DOCUMENT PASSAGE Block Start

September 11, 2013
Last week, in Bayer Cropscience AG v. Dow Agrosciences LLC, the Federal Circuit held that the patentee "got ahead of the science" when it drafted its patent. Because the patent used an inaccurate term to describe what the inventors had actually devised, the court upheld summary judgment of noninfringement where the defendant admittedly was not practicing under the words of the patent. As in an earlier decision, Chef America, Inc. v. Lamb-Weston, Inc., the court held that the patentee was restricted to the words of its patent claim, notwithstanding that the claim as written was nonsensical.
The inventors identified a gene that produced an enzyme that makes plants resistant to herbicides, and filed a patent application on this gene. At the time the patent application was filed, the applicant, a predecessor in interest to Bayer, believed that the enzyme was a "monooxygenase" enzyme. Based on this belief, which at the time was unverified by scientific testing, the applicants used the term "monooxygenase" throughout the specification to describe the enzyme. They claimed the gene as one that coded for “biological activity of 2,4-D monooxygenase."

DOCUMENT PASSAGE Block End
EXTRACTED MATERIAL Block Start

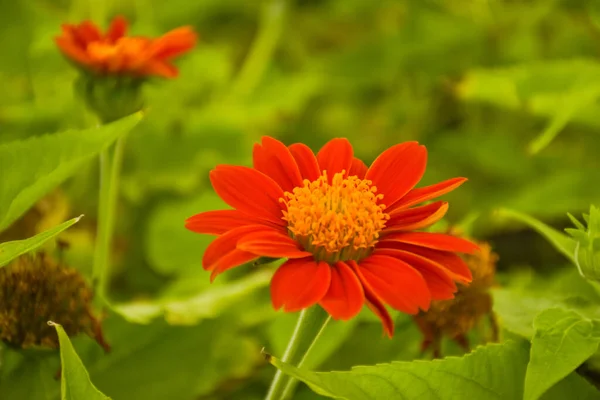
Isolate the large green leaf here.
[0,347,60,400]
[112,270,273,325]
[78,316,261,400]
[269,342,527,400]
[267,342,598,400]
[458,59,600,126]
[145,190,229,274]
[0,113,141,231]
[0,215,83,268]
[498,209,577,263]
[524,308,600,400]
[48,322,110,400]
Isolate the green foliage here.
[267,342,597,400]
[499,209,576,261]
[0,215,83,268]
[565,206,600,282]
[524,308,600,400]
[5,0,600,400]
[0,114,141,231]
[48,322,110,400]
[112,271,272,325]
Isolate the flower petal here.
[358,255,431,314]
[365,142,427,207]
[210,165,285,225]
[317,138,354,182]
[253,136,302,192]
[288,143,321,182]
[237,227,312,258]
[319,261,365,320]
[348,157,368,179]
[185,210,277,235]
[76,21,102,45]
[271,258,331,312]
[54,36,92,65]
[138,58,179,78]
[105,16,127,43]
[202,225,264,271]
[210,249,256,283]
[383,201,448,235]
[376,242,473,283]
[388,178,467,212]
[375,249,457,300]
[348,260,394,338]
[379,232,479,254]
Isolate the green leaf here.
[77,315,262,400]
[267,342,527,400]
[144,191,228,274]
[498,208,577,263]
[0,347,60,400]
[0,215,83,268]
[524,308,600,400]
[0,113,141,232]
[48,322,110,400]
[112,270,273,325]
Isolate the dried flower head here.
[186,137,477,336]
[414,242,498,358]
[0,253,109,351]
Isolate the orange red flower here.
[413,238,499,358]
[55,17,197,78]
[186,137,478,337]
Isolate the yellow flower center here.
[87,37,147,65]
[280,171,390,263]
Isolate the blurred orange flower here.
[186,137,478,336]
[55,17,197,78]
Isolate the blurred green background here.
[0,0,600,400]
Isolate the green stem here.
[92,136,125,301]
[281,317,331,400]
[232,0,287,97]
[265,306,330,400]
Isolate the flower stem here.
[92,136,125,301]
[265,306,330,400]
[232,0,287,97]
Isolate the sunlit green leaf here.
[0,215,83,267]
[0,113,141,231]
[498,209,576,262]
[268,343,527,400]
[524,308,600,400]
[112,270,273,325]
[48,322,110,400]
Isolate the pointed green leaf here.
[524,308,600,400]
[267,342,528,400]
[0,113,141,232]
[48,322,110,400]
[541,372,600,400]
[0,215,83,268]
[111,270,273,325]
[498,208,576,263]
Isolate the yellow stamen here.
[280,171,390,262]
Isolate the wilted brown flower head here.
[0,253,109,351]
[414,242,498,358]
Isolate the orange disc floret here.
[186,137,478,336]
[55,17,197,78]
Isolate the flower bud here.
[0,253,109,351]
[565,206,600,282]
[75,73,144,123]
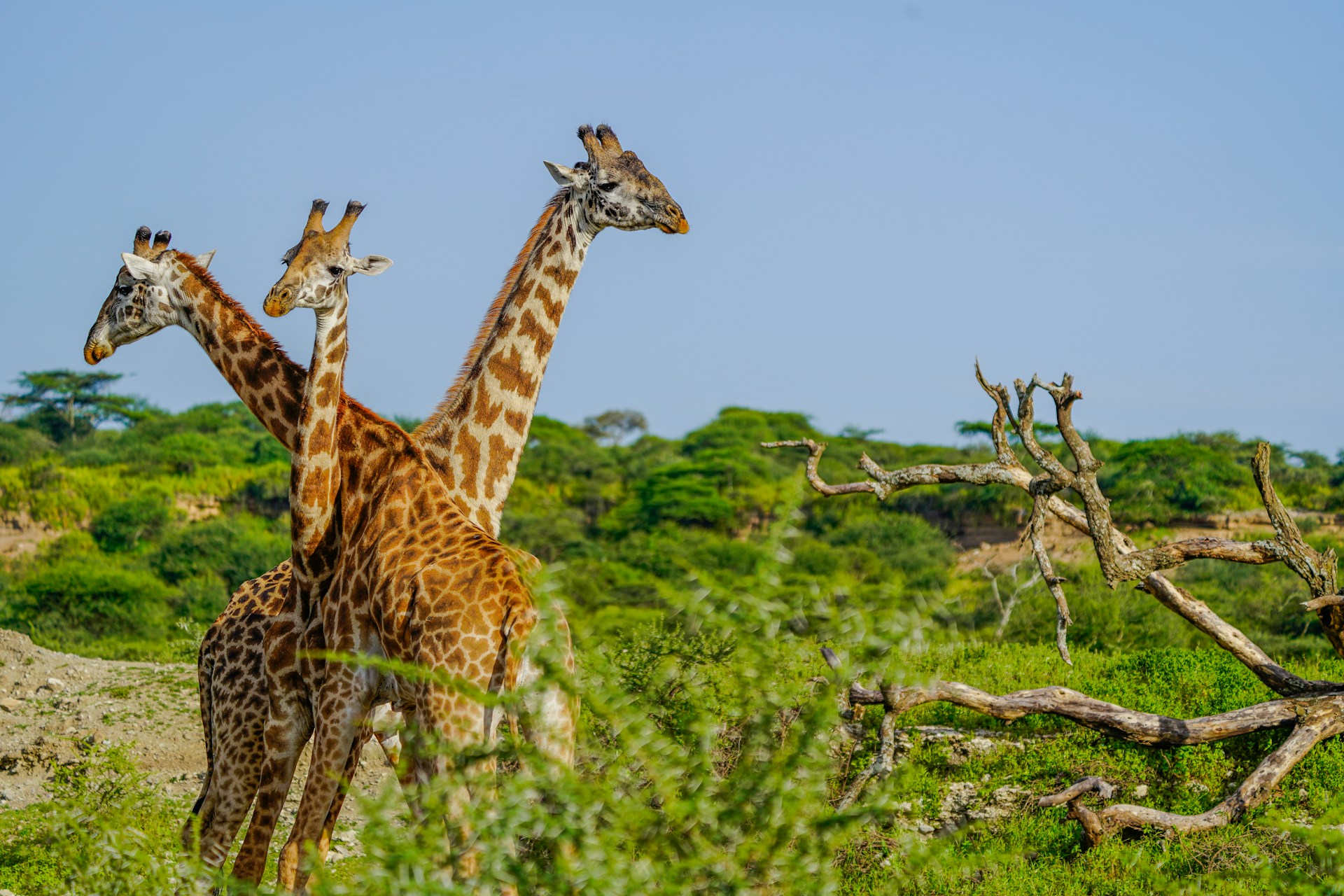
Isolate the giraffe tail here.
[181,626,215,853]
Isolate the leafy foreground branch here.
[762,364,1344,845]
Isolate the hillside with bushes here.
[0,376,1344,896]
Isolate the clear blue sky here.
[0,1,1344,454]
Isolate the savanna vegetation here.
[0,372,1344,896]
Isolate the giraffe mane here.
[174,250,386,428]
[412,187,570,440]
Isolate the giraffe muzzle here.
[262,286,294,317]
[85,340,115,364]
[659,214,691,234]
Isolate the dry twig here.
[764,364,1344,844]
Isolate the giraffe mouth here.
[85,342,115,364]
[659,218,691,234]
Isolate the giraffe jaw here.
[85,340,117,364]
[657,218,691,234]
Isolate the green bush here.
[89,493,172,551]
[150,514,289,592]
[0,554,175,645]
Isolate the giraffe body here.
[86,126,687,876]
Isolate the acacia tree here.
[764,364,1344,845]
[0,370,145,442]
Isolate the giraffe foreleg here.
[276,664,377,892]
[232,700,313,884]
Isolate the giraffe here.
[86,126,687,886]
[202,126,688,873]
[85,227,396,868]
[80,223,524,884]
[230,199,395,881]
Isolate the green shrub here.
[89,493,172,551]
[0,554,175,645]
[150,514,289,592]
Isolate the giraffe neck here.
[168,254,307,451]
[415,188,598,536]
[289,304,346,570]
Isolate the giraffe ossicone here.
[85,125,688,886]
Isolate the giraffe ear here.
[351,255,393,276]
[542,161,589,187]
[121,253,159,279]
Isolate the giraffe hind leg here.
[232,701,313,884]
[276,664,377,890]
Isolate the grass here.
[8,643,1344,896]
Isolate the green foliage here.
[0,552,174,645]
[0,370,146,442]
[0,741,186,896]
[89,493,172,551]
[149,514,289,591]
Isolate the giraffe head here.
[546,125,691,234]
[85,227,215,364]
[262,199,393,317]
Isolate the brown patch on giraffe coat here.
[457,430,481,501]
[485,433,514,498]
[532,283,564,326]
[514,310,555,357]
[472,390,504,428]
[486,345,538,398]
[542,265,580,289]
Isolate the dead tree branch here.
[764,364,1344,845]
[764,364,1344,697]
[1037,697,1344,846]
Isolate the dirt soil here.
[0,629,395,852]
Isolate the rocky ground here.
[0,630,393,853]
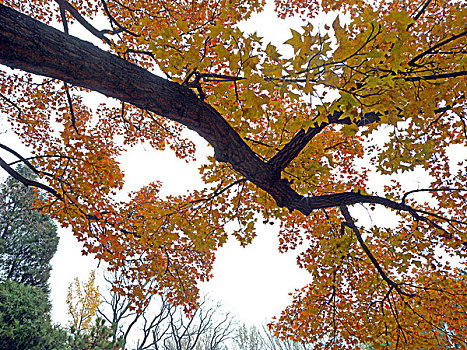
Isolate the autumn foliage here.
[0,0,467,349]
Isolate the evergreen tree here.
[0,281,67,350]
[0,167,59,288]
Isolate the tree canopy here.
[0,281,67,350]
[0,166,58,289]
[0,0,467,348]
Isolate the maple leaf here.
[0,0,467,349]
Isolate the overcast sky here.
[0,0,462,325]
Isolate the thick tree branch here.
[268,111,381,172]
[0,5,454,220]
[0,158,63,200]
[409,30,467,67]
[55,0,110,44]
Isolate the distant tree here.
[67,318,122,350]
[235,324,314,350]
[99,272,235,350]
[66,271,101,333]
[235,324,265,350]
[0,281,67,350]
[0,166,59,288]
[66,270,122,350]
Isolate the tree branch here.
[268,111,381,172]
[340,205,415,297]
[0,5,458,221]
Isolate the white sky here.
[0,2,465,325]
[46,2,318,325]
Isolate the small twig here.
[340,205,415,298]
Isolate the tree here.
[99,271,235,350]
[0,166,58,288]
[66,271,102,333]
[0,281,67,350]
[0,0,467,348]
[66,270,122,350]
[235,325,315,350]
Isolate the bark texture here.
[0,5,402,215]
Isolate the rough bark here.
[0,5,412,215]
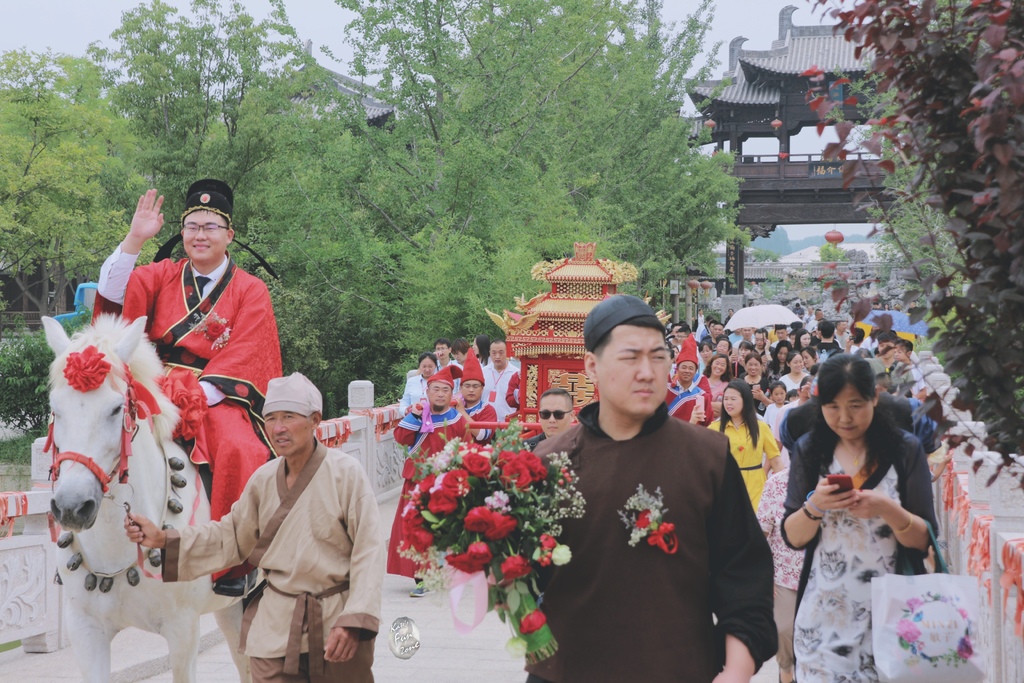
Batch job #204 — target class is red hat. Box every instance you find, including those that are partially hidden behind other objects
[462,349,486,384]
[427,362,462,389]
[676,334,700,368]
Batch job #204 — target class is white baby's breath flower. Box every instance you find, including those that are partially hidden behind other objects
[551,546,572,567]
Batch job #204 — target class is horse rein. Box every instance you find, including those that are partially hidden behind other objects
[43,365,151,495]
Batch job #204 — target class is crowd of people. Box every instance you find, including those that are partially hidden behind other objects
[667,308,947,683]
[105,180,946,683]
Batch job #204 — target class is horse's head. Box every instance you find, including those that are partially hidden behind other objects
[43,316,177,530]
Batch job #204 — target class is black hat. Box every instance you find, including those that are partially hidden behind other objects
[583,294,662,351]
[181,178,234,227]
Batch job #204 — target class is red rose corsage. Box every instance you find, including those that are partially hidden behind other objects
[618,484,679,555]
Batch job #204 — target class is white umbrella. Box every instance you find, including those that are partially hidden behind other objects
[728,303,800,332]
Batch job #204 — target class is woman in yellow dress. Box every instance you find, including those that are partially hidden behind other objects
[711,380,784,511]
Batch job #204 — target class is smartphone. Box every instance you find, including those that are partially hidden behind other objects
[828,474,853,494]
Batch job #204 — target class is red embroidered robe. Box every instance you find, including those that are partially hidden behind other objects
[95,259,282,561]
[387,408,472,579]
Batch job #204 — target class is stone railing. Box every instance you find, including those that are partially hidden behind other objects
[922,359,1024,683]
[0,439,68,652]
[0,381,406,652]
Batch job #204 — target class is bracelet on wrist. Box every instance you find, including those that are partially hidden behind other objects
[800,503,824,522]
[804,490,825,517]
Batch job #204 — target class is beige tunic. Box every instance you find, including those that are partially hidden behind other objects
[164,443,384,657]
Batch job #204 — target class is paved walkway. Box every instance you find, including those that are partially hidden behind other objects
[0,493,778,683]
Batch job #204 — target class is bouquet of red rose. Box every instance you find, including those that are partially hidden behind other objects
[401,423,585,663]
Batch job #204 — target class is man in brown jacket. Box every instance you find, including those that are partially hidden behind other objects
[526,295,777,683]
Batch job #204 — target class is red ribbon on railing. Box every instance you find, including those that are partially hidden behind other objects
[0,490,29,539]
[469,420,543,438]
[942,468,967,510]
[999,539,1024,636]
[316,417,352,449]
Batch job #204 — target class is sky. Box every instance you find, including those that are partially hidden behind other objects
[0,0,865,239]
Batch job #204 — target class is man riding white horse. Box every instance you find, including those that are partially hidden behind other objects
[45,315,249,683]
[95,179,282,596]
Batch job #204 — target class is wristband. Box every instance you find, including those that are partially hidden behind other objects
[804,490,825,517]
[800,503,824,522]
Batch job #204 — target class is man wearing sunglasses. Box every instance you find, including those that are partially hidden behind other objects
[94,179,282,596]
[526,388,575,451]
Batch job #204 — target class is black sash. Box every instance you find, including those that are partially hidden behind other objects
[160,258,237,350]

EXTRACTED MATERIAL Block End

**REQUIRED ACTION 1**.
In the passage about the Bayer Cropscience case, what did the patent applicant believe the herbicide-resistance enzyme was when the application was filed?
**REQUIRED ACTION 2**.
Extend the passage about the Bayer Cropscience patent case, picking up after its last sentence.

**RESPONSE AREA 1**.
A "monooxygenase" enzyme.

**RESPONSE AREA 2**.
Four years later, while the application was still pending, the patentee learned that resistance in herbicide was, in fact, due to a dioxygenase enzyme and not a monooxygenase enzyme. Nonetheless, the patentee did not attempt to amend the patent claims to reflect this discovery before the patent issued.
Dow produces a line of genetically modified seeds that are also resistant to herbicides. In 2010, Bayer sued Dow, alleging that the patent at issue covered Dow’s product. It was undisputed that Dow’s products include dioxygenase enzymes and did not include any monooxygenase enzymes. The district court granted Dow’s motion for summary judgment of noninfringement, and Bayer appealed.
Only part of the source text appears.